EXERCISE DIRECTIONS | Rewrite every item below, substituting "Object" for each occurrence of "Target" and leaving everything else unchanged.

Point labeling items
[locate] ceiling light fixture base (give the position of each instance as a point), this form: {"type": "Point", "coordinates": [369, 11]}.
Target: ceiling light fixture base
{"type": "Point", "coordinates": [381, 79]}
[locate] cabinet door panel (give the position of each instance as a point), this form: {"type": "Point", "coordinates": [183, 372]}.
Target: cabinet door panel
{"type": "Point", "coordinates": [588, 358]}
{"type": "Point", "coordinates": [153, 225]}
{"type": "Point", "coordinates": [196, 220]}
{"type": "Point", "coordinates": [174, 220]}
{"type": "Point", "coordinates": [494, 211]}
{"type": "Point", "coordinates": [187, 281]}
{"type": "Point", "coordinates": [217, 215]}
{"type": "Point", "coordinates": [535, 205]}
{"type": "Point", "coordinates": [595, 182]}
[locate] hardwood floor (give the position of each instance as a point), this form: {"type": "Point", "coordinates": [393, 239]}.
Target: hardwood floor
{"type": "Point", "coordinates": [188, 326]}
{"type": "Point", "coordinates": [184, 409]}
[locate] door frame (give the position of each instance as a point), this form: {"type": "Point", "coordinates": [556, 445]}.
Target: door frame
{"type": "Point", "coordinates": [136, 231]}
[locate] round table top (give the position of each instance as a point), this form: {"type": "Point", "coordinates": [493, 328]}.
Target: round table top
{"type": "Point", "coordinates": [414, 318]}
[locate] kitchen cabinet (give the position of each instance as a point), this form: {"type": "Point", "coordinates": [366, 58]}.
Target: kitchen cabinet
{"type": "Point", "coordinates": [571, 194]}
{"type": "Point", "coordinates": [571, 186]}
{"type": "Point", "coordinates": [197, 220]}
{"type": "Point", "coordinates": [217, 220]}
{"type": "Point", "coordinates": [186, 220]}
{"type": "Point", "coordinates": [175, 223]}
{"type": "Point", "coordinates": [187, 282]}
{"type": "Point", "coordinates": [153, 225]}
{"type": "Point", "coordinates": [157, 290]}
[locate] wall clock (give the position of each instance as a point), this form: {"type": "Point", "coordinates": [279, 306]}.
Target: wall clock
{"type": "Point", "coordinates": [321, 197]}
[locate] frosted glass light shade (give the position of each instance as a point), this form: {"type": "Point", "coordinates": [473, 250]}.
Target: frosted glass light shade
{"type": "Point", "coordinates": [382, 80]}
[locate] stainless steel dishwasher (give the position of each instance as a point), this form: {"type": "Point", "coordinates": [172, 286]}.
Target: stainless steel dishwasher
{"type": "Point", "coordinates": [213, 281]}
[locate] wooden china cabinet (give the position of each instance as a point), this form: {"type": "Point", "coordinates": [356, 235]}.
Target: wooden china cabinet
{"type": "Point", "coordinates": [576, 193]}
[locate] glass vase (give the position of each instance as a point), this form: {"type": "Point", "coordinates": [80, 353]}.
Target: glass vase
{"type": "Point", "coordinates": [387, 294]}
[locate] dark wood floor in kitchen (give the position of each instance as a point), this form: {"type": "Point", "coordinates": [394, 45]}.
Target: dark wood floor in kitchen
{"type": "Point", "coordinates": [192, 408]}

RESULT OF THE TASK |
[locate] ceiling light fixture base (give the position of each instance as a point), this form: {"type": "Point", "coordinates": [369, 11]}.
Object: ceiling light fixture base
{"type": "Point", "coordinates": [381, 79]}
[locate] cabinet door panel (give the position of each instance as a point), this form: {"type": "Point", "coordinates": [183, 372]}.
Object: cabinet door panel
{"type": "Point", "coordinates": [588, 358]}
{"type": "Point", "coordinates": [153, 225]}
{"type": "Point", "coordinates": [196, 220]}
{"type": "Point", "coordinates": [174, 220]}
{"type": "Point", "coordinates": [494, 211]}
{"type": "Point", "coordinates": [187, 281]}
{"type": "Point", "coordinates": [217, 215]}
{"type": "Point", "coordinates": [535, 205]}
{"type": "Point", "coordinates": [595, 182]}
[locate] hardwood floor (give the position of each instance as a point), this form: {"type": "Point", "coordinates": [393, 239]}.
Object: hardwood floor
{"type": "Point", "coordinates": [188, 326]}
{"type": "Point", "coordinates": [184, 409]}
[locate] door frame (give the position of each instance as a point), this form: {"type": "Point", "coordinates": [556, 445]}.
Object: door frame
{"type": "Point", "coordinates": [136, 231]}
[locate] round table top (give the position of each instance as a point), this form: {"type": "Point", "coordinates": [493, 328]}.
Object: round table top
{"type": "Point", "coordinates": [414, 318]}
[locate] kitchen cabinet (give the position of each instance as a point), this form: {"type": "Point", "coordinates": [366, 58]}.
Object: kitchen cabinet
{"type": "Point", "coordinates": [571, 194]}
{"type": "Point", "coordinates": [571, 186]}
{"type": "Point", "coordinates": [197, 220]}
{"type": "Point", "coordinates": [217, 220]}
{"type": "Point", "coordinates": [186, 220]}
{"type": "Point", "coordinates": [175, 223]}
{"type": "Point", "coordinates": [187, 282]}
{"type": "Point", "coordinates": [153, 225]}
{"type": "Point", "coordinates": [157, 290]}
[locate] wall clock (give the position of each instance as a point), this form: {"type": "Point", "coordinates": [279, 306]}.
Object: wall clock
{"type": "Point", "coordinates": [321, 197]}
[locate] frosted glass light shade (give the position of each instance as a point), this form: {"type": "Point", "coordinates": [473, 250]}.
Object: frosted glass light shade
{"type": "Point", "coordinates": [382, 80]}
[locate] stainless steel dishwasher (give the position of each instance as a point), this form: {"type": "Point", "coordinates": [172, 286]}.
Object: stainless steel dishwasher
{"type": "Point", "coordinates": [213, 281]}
[locate] wooden china cabinet (give the position of each instance as a point), this form: {"type": "Point", "coordinates": [356, 235]}.
Object: wooden china cabinet
{"type": "Point", "coordinates": [576, 193]}
[locate] glass vase (give the position of each instance as a point), this form: {"type": "Point", "coordinates": [80, 353]}.
Object: glass vase
{"type": "Point", "coordinates": [387, 294]}
[locate] dark wood floor in kitchen (give the position of each instance as a point), this form: {"type": "Point", "coordinates": [394, 45]}.
Object: dark wood floor in kitchen
{"type": "Point", "coordinates": [192, 408]}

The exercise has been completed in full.